BEGIN
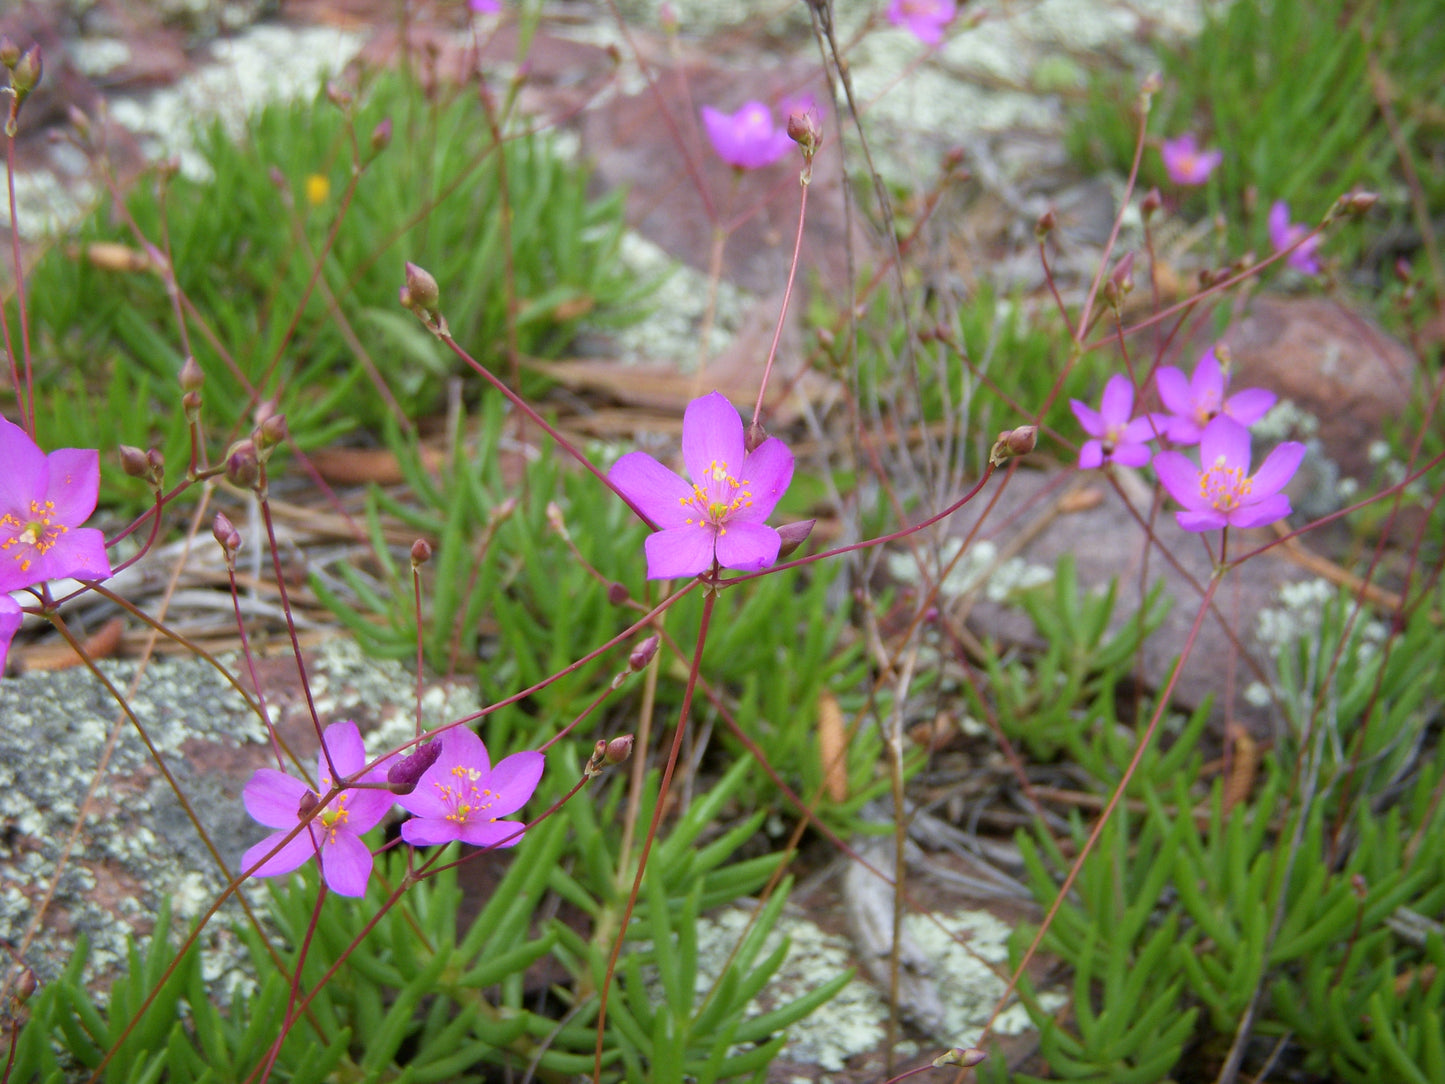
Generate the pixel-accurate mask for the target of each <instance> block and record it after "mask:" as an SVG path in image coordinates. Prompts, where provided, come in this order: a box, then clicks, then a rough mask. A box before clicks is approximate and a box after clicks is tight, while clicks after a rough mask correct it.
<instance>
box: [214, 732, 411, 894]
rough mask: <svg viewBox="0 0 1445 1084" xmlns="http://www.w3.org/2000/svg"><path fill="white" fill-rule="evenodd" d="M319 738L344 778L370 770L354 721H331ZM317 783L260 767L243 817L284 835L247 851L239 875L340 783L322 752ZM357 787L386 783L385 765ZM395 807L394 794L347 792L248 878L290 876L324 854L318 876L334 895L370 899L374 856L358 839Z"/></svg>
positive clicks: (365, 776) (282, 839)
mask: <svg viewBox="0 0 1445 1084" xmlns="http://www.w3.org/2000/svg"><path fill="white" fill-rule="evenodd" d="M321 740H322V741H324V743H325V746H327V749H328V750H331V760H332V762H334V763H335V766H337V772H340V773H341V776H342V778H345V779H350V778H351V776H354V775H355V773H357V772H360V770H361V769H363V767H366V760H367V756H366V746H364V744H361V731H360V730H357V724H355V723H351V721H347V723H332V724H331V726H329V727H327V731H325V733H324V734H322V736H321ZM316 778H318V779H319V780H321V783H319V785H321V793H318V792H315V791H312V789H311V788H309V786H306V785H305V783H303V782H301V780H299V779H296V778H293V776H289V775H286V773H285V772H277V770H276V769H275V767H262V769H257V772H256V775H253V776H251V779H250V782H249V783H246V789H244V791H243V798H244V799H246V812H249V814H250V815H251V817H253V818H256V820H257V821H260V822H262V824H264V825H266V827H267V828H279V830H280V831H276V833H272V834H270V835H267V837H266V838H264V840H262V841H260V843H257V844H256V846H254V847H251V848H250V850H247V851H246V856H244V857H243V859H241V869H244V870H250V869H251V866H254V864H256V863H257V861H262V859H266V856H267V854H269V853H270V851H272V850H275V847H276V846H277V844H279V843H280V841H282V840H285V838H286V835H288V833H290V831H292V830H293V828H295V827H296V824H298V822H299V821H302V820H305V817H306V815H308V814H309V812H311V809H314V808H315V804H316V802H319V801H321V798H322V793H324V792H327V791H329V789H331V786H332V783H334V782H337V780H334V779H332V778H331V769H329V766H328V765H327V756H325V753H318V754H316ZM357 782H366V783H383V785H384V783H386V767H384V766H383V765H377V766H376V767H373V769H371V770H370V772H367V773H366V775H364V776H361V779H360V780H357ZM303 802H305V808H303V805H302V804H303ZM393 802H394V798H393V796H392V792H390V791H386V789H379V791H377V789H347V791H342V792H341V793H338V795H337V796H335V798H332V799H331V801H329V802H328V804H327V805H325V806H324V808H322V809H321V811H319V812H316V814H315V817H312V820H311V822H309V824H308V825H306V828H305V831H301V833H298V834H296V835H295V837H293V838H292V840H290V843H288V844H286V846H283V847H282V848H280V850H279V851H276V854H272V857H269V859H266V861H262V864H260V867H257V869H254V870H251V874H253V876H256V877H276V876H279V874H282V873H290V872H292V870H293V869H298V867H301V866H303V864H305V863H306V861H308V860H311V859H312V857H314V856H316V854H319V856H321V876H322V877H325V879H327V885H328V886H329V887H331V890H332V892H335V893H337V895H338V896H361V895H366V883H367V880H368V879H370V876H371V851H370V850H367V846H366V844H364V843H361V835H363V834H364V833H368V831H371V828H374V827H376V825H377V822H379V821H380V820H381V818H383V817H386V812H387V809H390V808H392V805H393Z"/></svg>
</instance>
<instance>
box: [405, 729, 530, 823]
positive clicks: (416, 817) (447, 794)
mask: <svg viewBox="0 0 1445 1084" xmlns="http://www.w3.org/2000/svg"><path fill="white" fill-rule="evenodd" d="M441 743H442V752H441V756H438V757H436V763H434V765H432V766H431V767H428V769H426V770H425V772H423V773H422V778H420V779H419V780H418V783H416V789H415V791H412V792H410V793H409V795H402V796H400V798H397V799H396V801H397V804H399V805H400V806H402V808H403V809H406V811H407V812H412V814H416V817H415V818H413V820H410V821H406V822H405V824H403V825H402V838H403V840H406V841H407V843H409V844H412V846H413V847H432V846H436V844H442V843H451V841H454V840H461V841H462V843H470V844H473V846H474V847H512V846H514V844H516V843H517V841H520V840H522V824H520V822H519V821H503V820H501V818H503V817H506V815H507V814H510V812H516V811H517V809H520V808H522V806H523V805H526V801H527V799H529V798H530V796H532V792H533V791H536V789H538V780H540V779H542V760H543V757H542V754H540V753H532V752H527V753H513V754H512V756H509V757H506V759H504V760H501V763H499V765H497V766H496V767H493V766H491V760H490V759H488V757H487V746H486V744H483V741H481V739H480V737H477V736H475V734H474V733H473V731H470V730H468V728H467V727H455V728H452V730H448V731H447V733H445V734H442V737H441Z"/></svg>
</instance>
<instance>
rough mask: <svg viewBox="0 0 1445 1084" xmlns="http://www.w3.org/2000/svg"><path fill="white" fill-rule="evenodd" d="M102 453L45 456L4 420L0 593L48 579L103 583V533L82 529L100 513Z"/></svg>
END
# Instructions for the task
Starting at the line above that holds "box: [214, 732, 411, 894]" and ending at the line that holds "738L344 778L370 770L354", transcribe each line exactly and include no other lines.

# Answer for the task
box: [214, 732, 411, 894]
rough mask: <svg viewBox="0 0 1445 1084" xmlns="http://www.w3.org/2000/svg"><path fill="white" fill-rule="evenodd" d="M319 738L344 778L370 770L354 721H331ZM317 783L260 767L243 817L284 835L247 851L239 875L340 783L322 752ZM357 787L386 783L385 765ZM395 807L394 794L347 792L248 878L290 876L324 854L318 876L334 895L370 899L374 856L358 839Z"/></svg>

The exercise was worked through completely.